- [YOUR INSTRUCTIONS]
Write out every line of the listing below, requests included, shifting each coordinate in the answers up by 88. Leave the pictures out.
━━━━━ MATERIALS PROVIDED
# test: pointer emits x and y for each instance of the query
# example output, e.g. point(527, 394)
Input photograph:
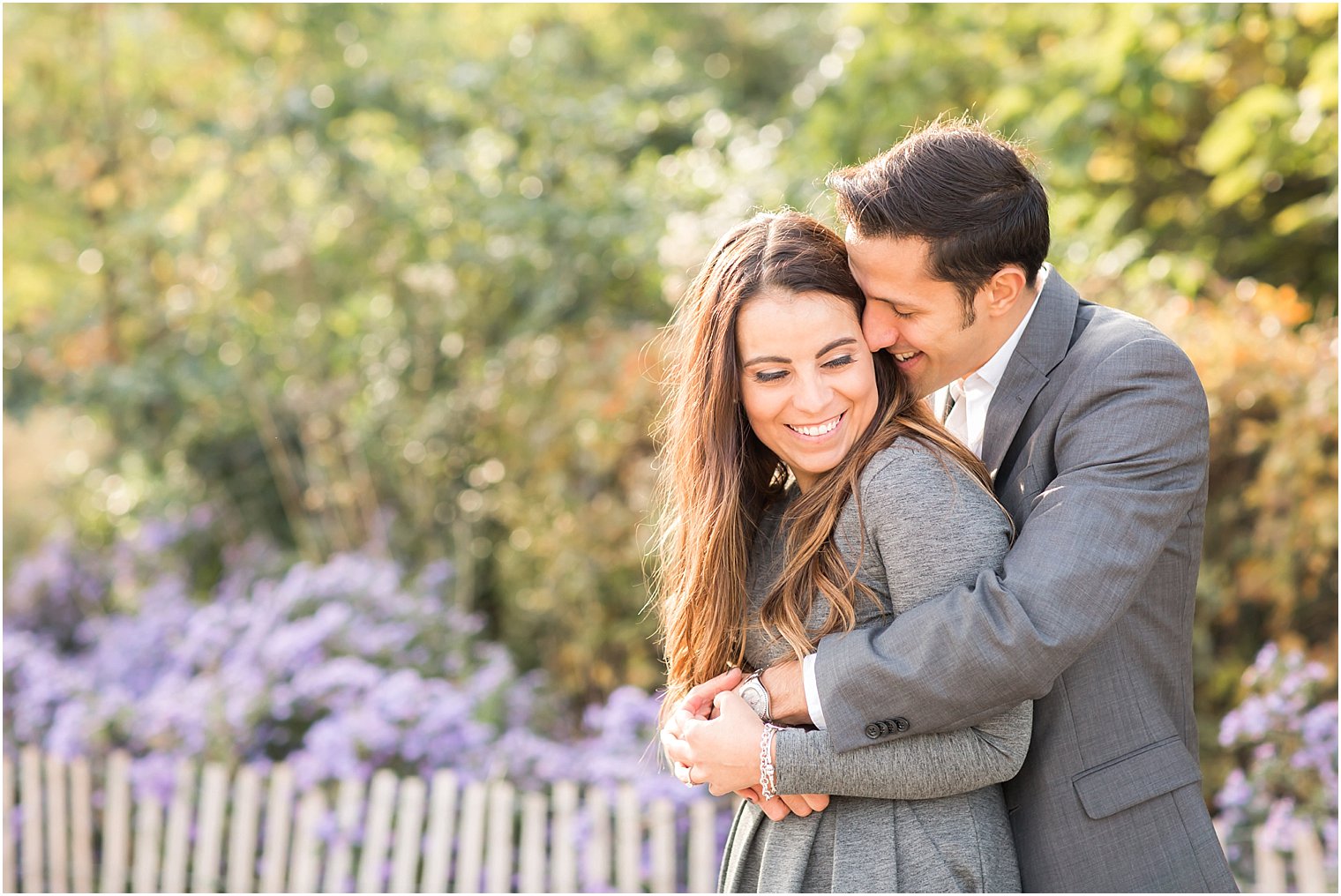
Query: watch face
point(755, 697)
━━━━━━━━━━
- [WRITTEN RESPONSE]
# test: pointer emits x and y for each instance of the query
# example output, e.g. point(527, 394)
Input photograph:
Query: watch face
point(843, 785)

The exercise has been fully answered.